• _Written task_
Write out the records word for word, starting at the line that contains "boxes for illuminated sculpture?" and continuing through the end of the records, including both ends. Leave the pictures out.

(Rows of box annotation records)

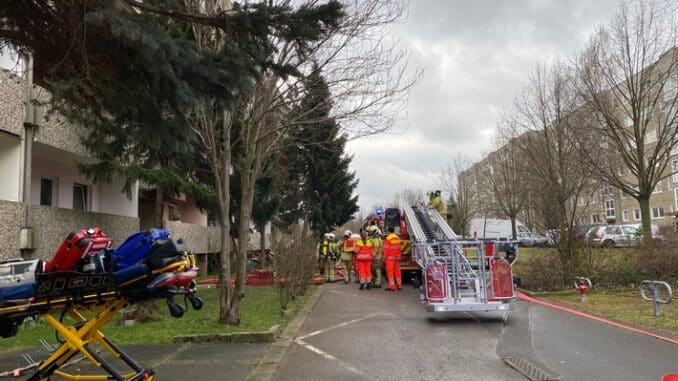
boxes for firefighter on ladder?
[368,224,383,288]
[354,230,374,290]
[428,190,447,222]
[384,226,403,291]
[340,230,353,283]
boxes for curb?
[247,286,323,381]
[177,324,280,344]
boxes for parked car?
[518,233,549,247]
[584,225,639,247]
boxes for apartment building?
[0,70,221,270]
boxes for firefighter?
[368,225,383,288]
[323,233,339,283]
[354,230,374,290]
[318,233,330,280]
[340,230,353,283]
[384,226,403,291]
[428,191,447,222]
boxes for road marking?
[517,291,678,345]
[294,312,384,377]
[294,339,367,377]
[297,312,384,340]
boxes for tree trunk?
[228,160,256,325]
[222,110,238,323]
[153,188,164,228]
[259,225,266,269]
[637,195,652,242]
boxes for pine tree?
[286,71,358,236]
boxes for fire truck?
[396,200,518,317]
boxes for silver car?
[584,225,639,247]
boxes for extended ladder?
[400,200,516,312]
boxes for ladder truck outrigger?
[399,200,518,313]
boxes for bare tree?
[228,0,421,324]
[504,61,590,279]
[440,153,478,238]
[574,0,678,237]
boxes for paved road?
[275,284,524,381]
[275,284,678,381]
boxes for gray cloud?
[348,0,619,210]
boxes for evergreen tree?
[285,70,358,236]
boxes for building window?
[73,183,89,211]
[605,199,614,218]
[40,178,58,206]
[652,206,664,219]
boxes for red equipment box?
[45,228,111,272]
[424,263,448,302]
[490,258,513,300]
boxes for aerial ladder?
[400,200,518,312]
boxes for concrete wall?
[164,220,221,253]
[0,69,25,135]
[0,133,21,201]
[0,200,24,261]
[0,201,139,260]
[97,175,139,217]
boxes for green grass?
[0,286,315,347]
[535,285,678,339]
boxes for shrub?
[272,229,318,312]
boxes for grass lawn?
[535,285,678,339]
[0,286,315,347]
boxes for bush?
[272,229,318,312]
[635,234,678,279]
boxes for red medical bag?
[45,228,111,272]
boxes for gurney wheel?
[167,300,186,319]
[190,296,205,310]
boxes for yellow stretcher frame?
[0,253,196,381]
[28,298,154,381]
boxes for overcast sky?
[347,0,620,214]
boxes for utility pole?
[19,54,40,255]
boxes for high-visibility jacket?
[428,196,447,216]
[318,239,330,258]
[384,233,402,259]
[355,238,374,261]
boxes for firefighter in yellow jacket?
[368,225,383,288]
[428,191,447,222]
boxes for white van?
[468,218,532,239]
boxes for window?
[73,183,89,210]
[605,199,614,218]
[40,178,57,206]
[652,206,664,219]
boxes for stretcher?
[0,227,203,381]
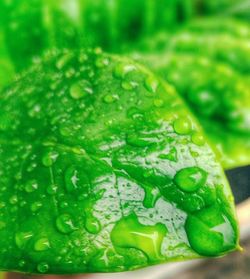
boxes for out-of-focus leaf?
[0,49,239,274]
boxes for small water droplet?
[24,180,38,193]
[30,201,43,212]
[56,214,76,234]
[70,80,93,100]
[34,238,50,251]
[42,151,59,167]
[37,262,49,273]
[56,53,73,70]
[46,184,58,195]
[174,118,192,135]
[56,53,72,70]
[18,260,26,267]
[192,132,205,146]
[85,217,101,234]
[174,167,207,192]
[95,57,109,68]
[15,232,33,249]
[145,76,159,93]
[121,80,138,90]
[65,166,79,193]
[9,195,18,204]
[154,99,164,108]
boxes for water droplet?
[121,80,138,90]
[192,132,205,146]
[114,64,136,79]
[185,205,237,256]
[34,238,50,251]
[37,262,49,273]
[142,186,161,208]
[103,94,116,104]
[56,214,76,234]
[24,180,38,193]
[126,134,154,147]
[56,53,73,70]
[0,202,6,209]
[85,217,101,234]
[46,184,58,195]
[154,99,164,108]
[65,166,79,193]
[9,195,18,204]
[15,232,33,249]
[174,118,192,135]
[18,260,26,267]
[145,76,159,93]
[174,167,207,192]
[0,221,6,230]
[70,80,93,100]
[159,147,178,162]
[42,151,59,167]
[30,201,43,212]
[111,213,167,262]
[95,57,109,68]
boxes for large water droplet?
[159,147,178,162]
[103,94,116,104]
[174,167,207,192]
[56,214,76,234]
[185,205,237,256]
[111,213,167,262]
[114,64,136,79]
[85,217,101,234]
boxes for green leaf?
[0,49,239,274]
[139,53,250,169]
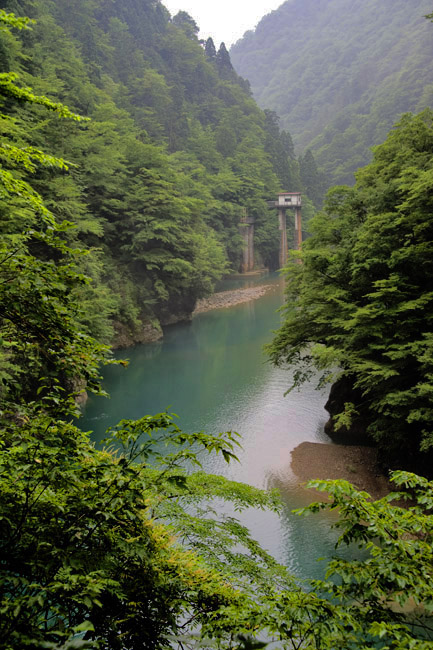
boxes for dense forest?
[230,0,433,185]
[0,0,314,345]
[0,0,433,650]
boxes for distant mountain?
[230,0,433,183]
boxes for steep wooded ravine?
[0,0,308,345]
[231,0,433,185]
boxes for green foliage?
[0,0,296,342]
[299,471,433,649]
[231,0,433,185]
[270,110,433,464]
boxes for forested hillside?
[231,0,433,185]
[271,109,433,475]
[0,0,299,345]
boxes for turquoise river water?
[80,276,358,578]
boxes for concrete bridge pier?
[278,208,287,269]
[239,215,254,273]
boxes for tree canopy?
[270,109,433,468]
[230,0,433,185]
[0,0,316,345]
[0,5,433,650]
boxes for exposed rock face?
[112,321,163,350]
[193,284,275,314]
[325,376,372,445]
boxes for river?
[80,275,362,579]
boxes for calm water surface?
[80,276,358,578]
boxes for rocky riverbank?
[291,442,392,499]
[192,284,275,316]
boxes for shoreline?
[291,442,393,499]
[192,284,275,317]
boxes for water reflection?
[81,277,356,578]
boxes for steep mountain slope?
[231,0,433,183]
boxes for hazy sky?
[162,0,284,48]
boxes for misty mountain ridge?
[230,0,433,183]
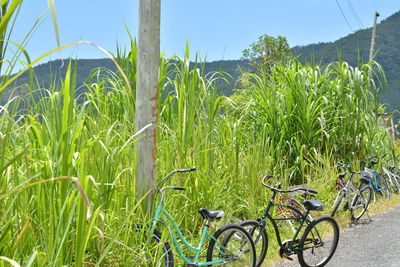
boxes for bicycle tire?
[392,171,400,194]
[239,220,268,267]
[331,190,345,217]
[378,174,390,199]
[207,224,257,267]
[134,227,174,267]
[350,185,373,222]
[383,171,400,194]
[297,215,339,267]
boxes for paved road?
[275,206,400,267]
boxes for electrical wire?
[336,0,354,32]
[346,0,364,29]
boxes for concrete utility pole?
[135,0,161,214]
[369,12,379,61]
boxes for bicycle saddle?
[199,208,225,220]
[303,199,324,210]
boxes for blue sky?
[7,0,400,65]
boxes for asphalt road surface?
[274,206,400,267]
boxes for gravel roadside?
[273,205,400,267]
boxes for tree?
[242,34,290,71]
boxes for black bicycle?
[331,162,373,222]
[236,175,339,267]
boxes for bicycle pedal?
[281,254,293,261]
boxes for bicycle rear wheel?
[350,185,373,222]
[298,215,339,267]
[207,224,257,267]
[239,220,268,266]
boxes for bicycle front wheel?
[298,215,339,267]
[378,175,390,199]
[331,190,345,217]
[207,224,257,267]
[350,185,373,222]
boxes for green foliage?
[292,12,400,120]
[0,37,391,266]
[242,34,290,71]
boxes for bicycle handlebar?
[360,155,378,162]
[261,174,318,194]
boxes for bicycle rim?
[351,186,372,221]
[207,225,256,266]
[240,220,268,266]
[298,216,339,267]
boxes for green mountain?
[292,11,400,116]
[2,12,400,120]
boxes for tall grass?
[0,35,391,266]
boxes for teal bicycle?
[134,168,256,267]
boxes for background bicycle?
[331,162,373,222]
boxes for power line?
[336,0,354,32]
[346,0,364,29]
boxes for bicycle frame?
[364,168,386,192]
[339,177,361,204]
[259,191,311,252]
[150,203,225,266]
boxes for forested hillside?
[292,12,400,118]
[3,12,400,121]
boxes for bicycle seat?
[199,208,225,221]
[303,199,324,210]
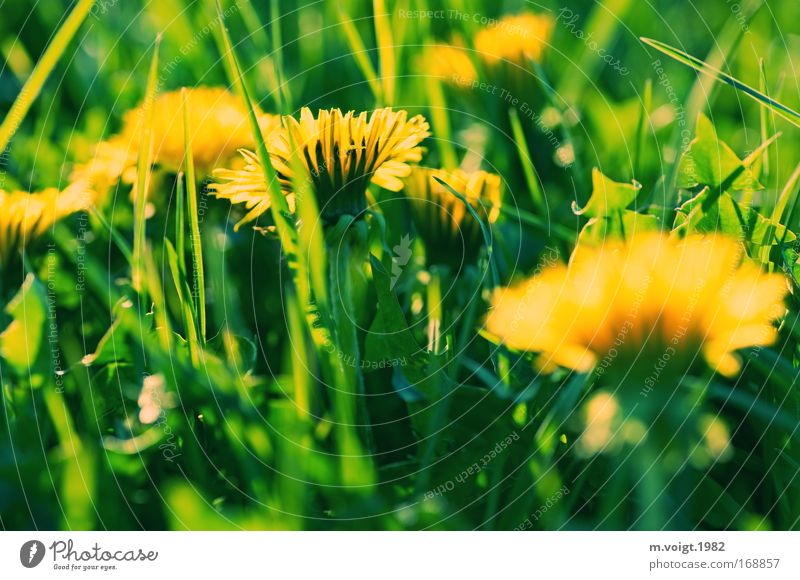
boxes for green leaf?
[572,167,642,218]
[366,255,426,368]
[0,274,47,372]
[578,209,659,246]
[641,37,800,127]
[674,187,796,246]
[678,113,764,191]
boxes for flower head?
[73,87,280,202]
[0,182,91,263]
[211,108,430,225]
[487,234,787,378]
[404,167,502,266]
[475,12,553,67]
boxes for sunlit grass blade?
[641,37,800,127]
[338,8,383,102]
[633,79,652,179]
[529,59,589,195]
[144,244,172,352]
[758,58,775,181]
[217,0,297,255]
[433,176,500,288]
[164,239,200,365]
[426,76,458,169]
[558,0,636,103]
[181,88,206,342]
[269,0,294,114]
[175,171,186,276]
[89,205,133,266]
[500,205,578,244]
[372,0,397,106]
[236,0,281,108]
[508,108,547,215]
[0,0,95,152]
[133,35,161,307]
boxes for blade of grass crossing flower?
[372,0,396,106]
[286,291,314,422]
[338,8,383,103]
[0,0,95,152]
[89,205,133,267]
[426,76,458,169]
[217,0,297,256]
[508,108,547,215]
[434,176,500,288]
[181,88,206,343]
[133,35,161,307]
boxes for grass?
[0,0,800,530]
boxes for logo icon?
[19,540,45,568]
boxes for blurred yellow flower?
[72,87,280,202]
[403,167,502,266]
[486,234,787,378]
[475,12,553,67]
[0,182,92,263]
[210,108,430,227]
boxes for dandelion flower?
[404,167,502,266]
[73,87,280,202]
[210,108,430,227]
[475,12,553,67]
[486,234,787,378]
[0,182,91,263]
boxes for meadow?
[0,0,800,531]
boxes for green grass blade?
[633,79,652,179]
[175,171,186,276]
[434,176,500,288]
[164,239,200,366]
[426,76,458,169]
[372,0,397,106]
[217,0,297,254]
[133,35,161,305]
[0,0,95,152]
[181,88,206,342]
[641,37,800,127]
[89,205,133,266]
[558,0,635,103]
[338,8,383,102]
[508,108,547,215]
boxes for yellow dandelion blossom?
[403,167,502,265]
[0,182,91,263]
[210,108,430,225]
[475,12,553,66]
[487,234,787,378]
[73,87,280,201]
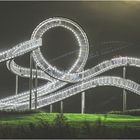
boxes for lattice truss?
[0,17,140,110]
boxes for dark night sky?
[0,2,140,113]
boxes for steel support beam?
[123,67,127,112]
[50,104,53,113]
[60,101,63,113]
[81,69,85,114]
[81,92,85,114]
[15,75,18,95]
[29,53,33,110]
[35,64,38,110]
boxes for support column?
[81,69,85,114]
[81,92,85,114]
[50,104,53,113]
[123,67,127,112]
[15,75,18,95]
[29,53,33,110]
[60,101,63,113]
[35,64,38,110]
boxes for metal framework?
[0,17,140,113]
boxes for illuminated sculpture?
[0,18,140,110]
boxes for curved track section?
[0,18,140,110]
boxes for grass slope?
[0,113,140,128]
[0,112,140,138]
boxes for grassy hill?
[0,112,140,138]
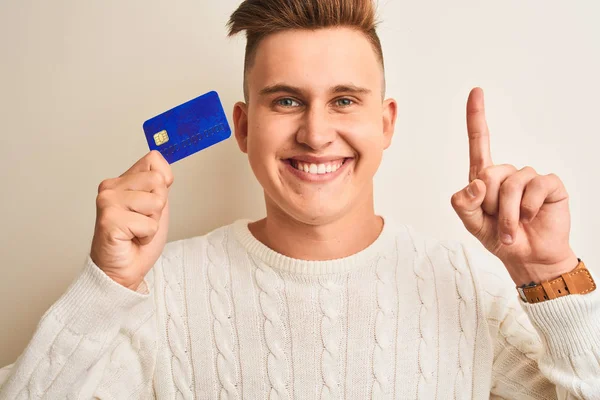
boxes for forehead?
[248,28,383,93]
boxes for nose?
[296,106,337,150]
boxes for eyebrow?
[258,83,371,96]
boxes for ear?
[233,101,248,153]
[383,99,398,149]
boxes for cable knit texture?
[0,220,600,400]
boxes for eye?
[335,97,354,107]
[275,97,300,108]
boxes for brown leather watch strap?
[517,260,596,303]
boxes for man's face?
[234,28,396,224]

• _Solution below_
boxes for illuminated sculpture?
[0,18,140,110]
boxes for curved track section?
[0,18,140,110]
boxes for grass slope?
[0,113,140,128]
[0,112,140,138]
boxes for grassy hill?
[0,112,140,138]
boxes for forehead?
[248,28,383,93]
boxes for nose?
[296,106,337,150]
boxes for eyebrow?
[258,83,371,96]
boxes for ear?
[233,101,248,153]
[383,99,398,149]
boxes for cable knit texture?
[0,220,600,400]
boxes for eye?
[335,97,354,107]
[275,97,300,108]
boxes for brown leather watch strap?
[517,260,596,303]
boxes for man's face?
[234,28,396,224]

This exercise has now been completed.